Task inputs:

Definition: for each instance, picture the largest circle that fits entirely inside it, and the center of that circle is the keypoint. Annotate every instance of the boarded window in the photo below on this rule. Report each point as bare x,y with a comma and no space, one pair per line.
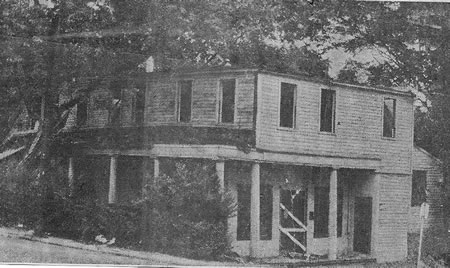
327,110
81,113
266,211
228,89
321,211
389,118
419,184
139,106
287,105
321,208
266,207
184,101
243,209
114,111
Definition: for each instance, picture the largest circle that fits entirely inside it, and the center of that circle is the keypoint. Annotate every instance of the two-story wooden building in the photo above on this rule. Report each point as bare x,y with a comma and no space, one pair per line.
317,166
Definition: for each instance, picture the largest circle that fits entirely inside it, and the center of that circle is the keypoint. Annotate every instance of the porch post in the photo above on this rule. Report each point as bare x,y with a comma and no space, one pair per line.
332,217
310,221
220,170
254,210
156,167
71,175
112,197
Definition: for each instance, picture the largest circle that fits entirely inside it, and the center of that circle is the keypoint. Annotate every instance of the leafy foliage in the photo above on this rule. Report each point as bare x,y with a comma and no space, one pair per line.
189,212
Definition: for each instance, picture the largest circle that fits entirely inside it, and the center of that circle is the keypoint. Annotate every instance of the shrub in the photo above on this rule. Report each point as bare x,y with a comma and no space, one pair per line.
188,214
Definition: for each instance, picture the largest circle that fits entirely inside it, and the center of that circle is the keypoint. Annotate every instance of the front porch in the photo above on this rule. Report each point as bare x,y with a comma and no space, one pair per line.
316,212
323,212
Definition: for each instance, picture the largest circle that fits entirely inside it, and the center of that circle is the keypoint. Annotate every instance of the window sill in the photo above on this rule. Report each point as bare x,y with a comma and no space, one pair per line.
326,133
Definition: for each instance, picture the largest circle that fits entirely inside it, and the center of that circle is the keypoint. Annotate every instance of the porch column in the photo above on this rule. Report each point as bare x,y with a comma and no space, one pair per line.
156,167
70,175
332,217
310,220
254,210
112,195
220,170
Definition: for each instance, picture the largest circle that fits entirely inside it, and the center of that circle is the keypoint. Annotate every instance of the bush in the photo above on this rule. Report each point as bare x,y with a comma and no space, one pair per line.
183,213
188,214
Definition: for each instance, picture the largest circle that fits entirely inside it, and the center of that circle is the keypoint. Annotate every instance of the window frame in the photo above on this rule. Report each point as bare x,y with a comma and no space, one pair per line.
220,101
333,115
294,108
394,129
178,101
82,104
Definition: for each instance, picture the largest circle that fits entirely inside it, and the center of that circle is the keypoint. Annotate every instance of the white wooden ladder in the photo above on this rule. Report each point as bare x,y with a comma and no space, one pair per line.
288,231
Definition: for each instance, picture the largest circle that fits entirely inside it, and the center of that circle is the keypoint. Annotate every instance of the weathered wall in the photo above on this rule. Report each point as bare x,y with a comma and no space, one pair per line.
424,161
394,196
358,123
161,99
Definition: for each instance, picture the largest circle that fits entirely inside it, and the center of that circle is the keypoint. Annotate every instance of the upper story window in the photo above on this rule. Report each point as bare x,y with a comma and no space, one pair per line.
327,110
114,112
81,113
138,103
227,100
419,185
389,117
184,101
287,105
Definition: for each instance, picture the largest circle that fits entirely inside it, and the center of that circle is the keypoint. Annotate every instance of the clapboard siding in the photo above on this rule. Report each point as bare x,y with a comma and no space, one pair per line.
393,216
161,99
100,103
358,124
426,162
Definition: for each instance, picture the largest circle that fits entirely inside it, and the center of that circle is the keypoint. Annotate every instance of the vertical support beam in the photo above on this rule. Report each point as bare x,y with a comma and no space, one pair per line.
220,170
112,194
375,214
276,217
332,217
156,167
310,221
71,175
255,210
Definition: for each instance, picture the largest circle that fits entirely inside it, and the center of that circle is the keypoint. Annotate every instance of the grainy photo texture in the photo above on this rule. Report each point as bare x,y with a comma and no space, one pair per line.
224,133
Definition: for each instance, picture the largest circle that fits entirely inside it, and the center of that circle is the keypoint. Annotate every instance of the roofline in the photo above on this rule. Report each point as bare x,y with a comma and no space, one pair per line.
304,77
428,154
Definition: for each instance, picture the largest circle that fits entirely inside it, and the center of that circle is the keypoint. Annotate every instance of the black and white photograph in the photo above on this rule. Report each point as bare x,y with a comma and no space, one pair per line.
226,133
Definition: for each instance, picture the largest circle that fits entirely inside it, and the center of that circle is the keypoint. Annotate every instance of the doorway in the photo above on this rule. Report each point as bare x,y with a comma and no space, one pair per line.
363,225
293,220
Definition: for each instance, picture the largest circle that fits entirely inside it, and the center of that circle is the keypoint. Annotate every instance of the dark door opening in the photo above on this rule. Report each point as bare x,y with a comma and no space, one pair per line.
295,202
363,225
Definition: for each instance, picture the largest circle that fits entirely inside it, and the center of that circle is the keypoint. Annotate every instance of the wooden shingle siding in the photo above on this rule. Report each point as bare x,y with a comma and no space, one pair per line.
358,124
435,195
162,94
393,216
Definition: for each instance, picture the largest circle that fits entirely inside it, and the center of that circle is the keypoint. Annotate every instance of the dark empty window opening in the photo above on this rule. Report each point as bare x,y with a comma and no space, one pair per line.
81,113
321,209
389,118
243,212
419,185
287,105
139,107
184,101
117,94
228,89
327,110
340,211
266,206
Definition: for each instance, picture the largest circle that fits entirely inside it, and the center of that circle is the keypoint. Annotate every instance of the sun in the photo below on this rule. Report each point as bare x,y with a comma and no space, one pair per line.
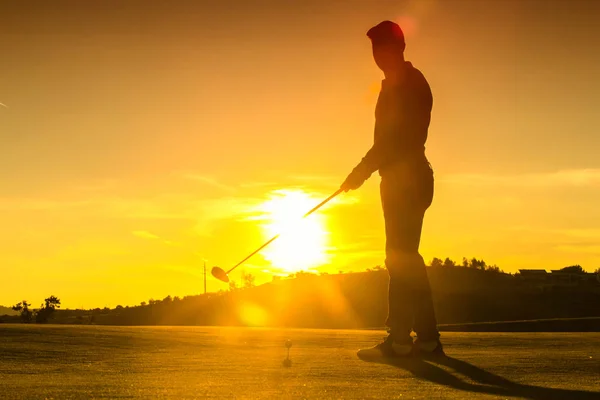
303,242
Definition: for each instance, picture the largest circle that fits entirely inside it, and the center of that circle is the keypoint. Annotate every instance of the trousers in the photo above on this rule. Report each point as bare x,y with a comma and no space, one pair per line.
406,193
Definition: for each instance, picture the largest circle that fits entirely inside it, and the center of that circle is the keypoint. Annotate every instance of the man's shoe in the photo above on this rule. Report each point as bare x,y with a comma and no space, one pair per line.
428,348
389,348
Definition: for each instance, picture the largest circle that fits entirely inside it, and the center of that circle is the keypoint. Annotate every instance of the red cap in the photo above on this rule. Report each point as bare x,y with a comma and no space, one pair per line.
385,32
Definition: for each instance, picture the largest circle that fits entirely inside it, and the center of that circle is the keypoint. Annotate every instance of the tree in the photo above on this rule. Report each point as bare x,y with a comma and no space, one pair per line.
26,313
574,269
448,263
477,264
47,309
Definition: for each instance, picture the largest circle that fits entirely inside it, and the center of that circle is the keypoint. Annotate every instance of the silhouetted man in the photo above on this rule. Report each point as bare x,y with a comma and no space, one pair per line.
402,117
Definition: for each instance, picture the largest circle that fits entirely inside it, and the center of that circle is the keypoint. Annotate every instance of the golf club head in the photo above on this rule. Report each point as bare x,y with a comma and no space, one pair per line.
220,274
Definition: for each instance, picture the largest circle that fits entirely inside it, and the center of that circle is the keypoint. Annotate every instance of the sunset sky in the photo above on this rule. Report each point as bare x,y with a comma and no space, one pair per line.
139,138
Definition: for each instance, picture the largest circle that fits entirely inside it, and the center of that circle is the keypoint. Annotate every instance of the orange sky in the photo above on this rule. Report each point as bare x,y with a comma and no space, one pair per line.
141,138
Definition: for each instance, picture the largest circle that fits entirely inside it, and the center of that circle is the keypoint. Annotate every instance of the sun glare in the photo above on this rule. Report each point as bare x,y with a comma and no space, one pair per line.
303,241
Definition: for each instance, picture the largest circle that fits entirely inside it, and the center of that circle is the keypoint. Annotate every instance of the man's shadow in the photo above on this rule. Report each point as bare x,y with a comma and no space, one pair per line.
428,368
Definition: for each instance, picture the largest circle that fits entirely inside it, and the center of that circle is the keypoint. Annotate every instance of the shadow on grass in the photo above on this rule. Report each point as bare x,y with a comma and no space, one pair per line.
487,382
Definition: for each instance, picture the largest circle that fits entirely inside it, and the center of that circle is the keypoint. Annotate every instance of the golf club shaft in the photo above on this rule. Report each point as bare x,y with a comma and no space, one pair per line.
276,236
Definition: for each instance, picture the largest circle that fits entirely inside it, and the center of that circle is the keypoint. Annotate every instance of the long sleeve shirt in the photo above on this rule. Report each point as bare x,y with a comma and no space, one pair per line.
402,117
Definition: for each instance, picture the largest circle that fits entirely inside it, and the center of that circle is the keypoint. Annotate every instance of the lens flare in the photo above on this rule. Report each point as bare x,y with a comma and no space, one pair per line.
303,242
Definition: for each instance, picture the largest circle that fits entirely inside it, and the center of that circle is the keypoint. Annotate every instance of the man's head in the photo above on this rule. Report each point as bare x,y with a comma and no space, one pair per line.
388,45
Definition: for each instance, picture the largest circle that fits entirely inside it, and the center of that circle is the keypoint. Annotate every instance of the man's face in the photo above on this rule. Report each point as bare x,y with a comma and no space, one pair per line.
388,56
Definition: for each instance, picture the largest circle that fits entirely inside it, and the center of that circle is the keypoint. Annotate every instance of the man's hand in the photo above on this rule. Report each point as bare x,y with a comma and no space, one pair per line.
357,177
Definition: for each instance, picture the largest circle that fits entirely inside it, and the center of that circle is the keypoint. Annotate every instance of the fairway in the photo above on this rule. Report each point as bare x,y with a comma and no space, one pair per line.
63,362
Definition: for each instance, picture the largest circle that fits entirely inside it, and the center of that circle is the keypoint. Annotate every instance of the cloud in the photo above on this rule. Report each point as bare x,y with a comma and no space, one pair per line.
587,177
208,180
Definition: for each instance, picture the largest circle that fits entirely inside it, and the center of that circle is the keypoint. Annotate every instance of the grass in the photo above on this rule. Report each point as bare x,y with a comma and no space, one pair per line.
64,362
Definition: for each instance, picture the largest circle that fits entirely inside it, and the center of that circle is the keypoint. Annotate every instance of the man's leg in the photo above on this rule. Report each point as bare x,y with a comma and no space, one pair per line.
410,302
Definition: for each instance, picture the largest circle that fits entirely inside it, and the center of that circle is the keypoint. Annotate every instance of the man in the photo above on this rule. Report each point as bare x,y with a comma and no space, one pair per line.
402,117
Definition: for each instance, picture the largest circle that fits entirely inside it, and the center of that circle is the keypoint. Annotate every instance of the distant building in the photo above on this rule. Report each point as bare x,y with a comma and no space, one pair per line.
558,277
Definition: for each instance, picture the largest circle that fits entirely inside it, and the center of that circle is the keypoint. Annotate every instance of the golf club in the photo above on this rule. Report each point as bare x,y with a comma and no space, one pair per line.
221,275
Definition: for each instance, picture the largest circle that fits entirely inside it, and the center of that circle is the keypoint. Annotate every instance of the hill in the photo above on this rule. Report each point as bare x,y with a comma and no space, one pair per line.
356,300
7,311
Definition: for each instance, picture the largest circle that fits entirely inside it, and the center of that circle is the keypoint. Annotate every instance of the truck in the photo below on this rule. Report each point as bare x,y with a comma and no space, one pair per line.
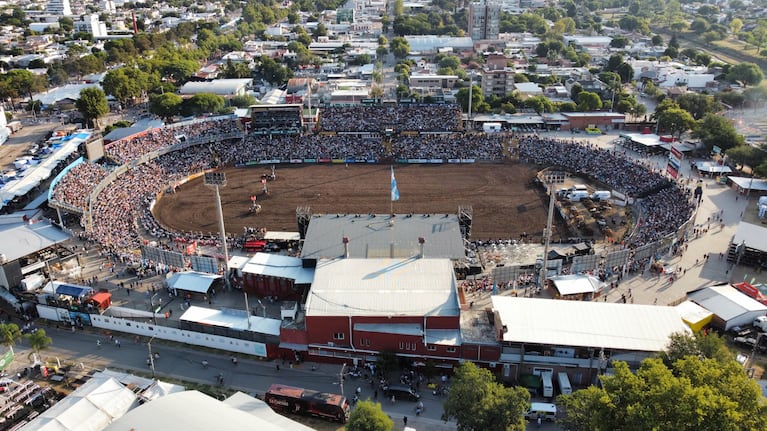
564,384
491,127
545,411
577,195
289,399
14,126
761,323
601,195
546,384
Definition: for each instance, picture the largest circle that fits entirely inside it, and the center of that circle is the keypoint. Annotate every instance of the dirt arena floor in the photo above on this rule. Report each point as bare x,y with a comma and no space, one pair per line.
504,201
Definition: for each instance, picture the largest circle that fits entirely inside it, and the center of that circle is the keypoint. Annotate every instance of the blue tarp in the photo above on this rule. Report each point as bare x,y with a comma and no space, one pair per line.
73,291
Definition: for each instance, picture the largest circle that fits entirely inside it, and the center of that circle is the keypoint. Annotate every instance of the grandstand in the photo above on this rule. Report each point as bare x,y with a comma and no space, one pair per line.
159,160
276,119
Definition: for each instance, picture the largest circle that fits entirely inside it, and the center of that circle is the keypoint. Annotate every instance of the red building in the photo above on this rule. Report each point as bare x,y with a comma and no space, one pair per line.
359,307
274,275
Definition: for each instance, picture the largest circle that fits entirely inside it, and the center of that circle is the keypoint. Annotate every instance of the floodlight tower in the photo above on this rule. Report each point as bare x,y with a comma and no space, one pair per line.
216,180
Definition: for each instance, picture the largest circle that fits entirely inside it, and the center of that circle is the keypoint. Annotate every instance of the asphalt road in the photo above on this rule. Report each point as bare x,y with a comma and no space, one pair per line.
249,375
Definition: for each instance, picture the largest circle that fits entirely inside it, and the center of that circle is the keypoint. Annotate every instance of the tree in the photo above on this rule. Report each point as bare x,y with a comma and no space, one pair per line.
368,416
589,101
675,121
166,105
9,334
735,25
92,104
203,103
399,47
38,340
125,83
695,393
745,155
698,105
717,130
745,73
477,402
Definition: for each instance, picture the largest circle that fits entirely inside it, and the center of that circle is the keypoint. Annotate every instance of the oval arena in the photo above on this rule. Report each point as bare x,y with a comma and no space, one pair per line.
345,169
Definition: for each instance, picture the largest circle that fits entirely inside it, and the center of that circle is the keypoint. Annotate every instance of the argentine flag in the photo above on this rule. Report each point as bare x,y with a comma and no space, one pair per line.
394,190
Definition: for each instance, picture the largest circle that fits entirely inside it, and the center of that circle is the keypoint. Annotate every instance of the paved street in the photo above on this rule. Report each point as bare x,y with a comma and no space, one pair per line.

Task to complete: Give back exactly the lines from the line containing "of the oval" to the end of the entries, and no other lines.

Answer to this task:
Definition: for each instance, picture the largest circle that fits entirely inside it, and the center of that circle is the keypoint. Annotate every instance of the oval arena in the photo above on this rule. Report each point as bare x,y with a comma and no space, one pair per line.
345,169
Definition: for each instance, picture the largest circle that fits entirely inside it, and the center of that circle is the keypoint. Annotate every instance of the argentine flag in the photo above on this rule. Report each point as bare x,y with a comma and no space, one pair per line.
394,190
Definition: for each instance, picture the largest circle that fits entirely inside it, and the center of that circle is the keypoint. Annotate every instance of the paved street in the photo above on this rule. Report each point as bare x,y with a comma and no space, one pair per line.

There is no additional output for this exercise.